- Provided passage -
----------

Chatbots: The neoteric way to text

Build an interactive NLP based chatbot in Python, that can provide information about Autism.

Pooja Ravi
DataX Journal
7 min readFeb 3, 2021

--

Chatbot is the buzzword when it comes to the field of Natural Language Processing. Many platforms like Amazon, Zomato and our very own Data Science Community, make use of a bot for interacting with clients. The medical field has also seen a surge in the usage of chatbots for various emergency reasons. Bots employed for assistance with mental health , first aid procedures, keeping track of appointments, etc. will, at the very least, end up making our lives easier.

In another scenario that isn’t entirely impossible, imagine needing quick help with navigating a certain website at 11pm in the night. It isn’t exactly conventional for a human to tend to each and every small query you might have that too at such untimely hours. So how convenient will it be if a bot can take over and provide unconditional support?

GIF

Building such a bot will be our goal for this blog. Though we may not get close to an exact replica of the IBM Watson Assistant, we’ll still end up with something decent that we can, as debutants to the world of chatbots, be proud of. But how does a bot actually process and respond to user inputs? Read ahead to understand its working.

For this blog, we’ll be building an Autism awareness bot called AUSM. Autism (Autism Spectrum Disorder) is a neuro-developmental disorder with a broad range of conditions and affects various behavioral or social aspects by limiting communicational abilities of those affected by it. The chatbot we build will be able to provide facts, statistics, possible symptoms and related information in an understandable format.

----------

- Excerpted data -
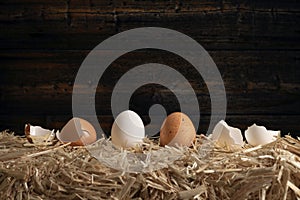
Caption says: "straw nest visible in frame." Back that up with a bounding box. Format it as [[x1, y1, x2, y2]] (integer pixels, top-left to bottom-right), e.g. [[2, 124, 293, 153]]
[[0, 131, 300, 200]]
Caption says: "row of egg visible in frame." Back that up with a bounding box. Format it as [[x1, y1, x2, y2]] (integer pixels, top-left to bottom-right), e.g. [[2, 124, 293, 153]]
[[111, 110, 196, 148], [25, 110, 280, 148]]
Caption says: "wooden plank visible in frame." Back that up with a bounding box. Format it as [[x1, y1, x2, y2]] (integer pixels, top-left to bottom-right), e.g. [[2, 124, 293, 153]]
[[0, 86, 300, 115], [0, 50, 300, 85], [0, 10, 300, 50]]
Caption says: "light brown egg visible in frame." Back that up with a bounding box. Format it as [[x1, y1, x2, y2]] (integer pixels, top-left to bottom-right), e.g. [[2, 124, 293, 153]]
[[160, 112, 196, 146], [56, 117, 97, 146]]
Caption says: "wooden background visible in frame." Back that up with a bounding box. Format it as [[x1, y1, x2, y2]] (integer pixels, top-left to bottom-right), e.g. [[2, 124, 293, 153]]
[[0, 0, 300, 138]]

----------

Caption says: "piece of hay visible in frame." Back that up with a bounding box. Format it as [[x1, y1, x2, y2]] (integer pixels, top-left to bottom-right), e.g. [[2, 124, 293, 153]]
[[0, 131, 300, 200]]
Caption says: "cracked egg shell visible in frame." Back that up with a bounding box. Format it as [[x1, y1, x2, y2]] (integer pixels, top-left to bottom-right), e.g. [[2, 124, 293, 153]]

----------

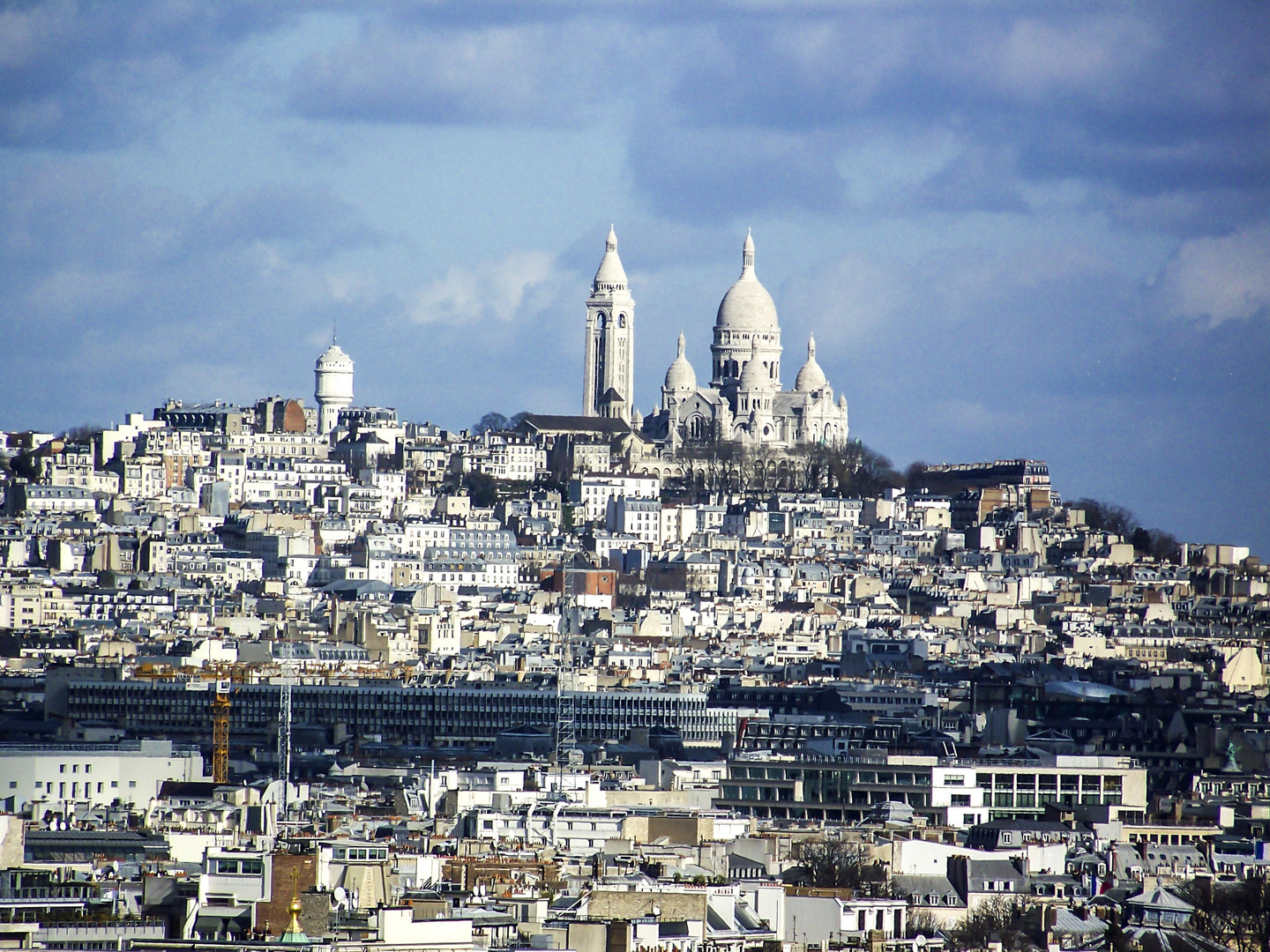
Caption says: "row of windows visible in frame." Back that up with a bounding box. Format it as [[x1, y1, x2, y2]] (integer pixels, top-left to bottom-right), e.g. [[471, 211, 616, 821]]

----------

- The task -
Continue the blog post about building the Autism awareness chatbot AUSM, starting right after its last sentence.

- Answer to the problem -
The user will be prompted to ask different questions related to autism and the bot will try to decode them using different functions in order to pick and display the most appropriate response. We will be mainly making use of the Tensorflow, Keras, Numpy and NLTK libraries in python to comprehensively build a fully functioning chatbot.

Loading and understanding the data

Our dataset is going to be a JSON file and is also referred to as the intents file. This will contain all information pertaining to Autism and basic conversational vocabulary. Our job is to parse through the entire file, convert it into a machine-friendly format, train a model on it and finally get some predictions with respect to user input. Seems pretty far-fetched but fear not, you will be able to chat with a bot you built, before you know it.

The intents file will consist of 3 components namely: tags, patterns and responses. For example, let’s consider the ‘greetings’ tag; it will contain different possible inputs the user may provide i.e. the patterns and a set of suitable replies that are stored as responses.

A snippet of the intents.json file

Tags corresponding to greetings, descriptions, thanks, symptoms, autism and treatment, are what the user needs to access in order to pick responses. Patterns are the possible questions or statements that the user can present to the bot while texting. Responses are nothing but options for possible replies that the bot can pick after decoding the meaning behind user input.

Text preprocessing

Let’s begin by tokenizing all the words in the dataset. Word tokenization is a functionality provided by the NLTK library and is used to split sentences in our intents file into words for further processing. We then insert the words into lists with respect to their tags.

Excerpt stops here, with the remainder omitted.